What is being asked -> A precise repetition of every line below is the required answer.

** Data for analysis follows **

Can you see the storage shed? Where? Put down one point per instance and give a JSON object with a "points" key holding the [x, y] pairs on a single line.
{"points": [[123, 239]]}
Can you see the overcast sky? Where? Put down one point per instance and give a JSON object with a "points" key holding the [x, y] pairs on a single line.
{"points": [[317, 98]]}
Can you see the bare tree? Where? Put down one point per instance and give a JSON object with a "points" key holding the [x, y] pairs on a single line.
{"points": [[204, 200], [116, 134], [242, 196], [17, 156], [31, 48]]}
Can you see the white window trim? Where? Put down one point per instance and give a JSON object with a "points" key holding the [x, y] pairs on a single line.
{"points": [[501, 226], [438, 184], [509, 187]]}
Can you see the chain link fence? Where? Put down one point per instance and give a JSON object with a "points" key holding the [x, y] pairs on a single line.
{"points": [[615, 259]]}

** End of Data for analysis **

Exercise answer ->
Can you see the storage shed? Where? Put down one point per instance and give a JSON object with a "points" key holding the [x, y] pairs on a single line.
{"points": [[123, 239]]}
Can you see the overcast sky? Where? Put down one point per instance and give a JSON object with a "points" key holding the [x, y] pairs on a single line.
{"points": [[317, 98]]}
Can you see the bare tree? Where? Put down one point per instance and give a JSON object with a "points" key holding the [x, y] pairs on a single line.
{"points": [[204, 200], [116, 134], [242, 196], [17, 156], [31, 48]]}
Can you see the white window trim? Where? Put down one point per instance and give a JSON object with a "points" key holding the [x, y] pairs on a single line.
{"points": [[501, 226], [438, 184], [509, 187]]}
Can you see the chain link fence? Where? Put down one point per instance and give a JSON object with a "points" key holding the [x, y] pairs on a single line.
{"points": [[615, 259]]}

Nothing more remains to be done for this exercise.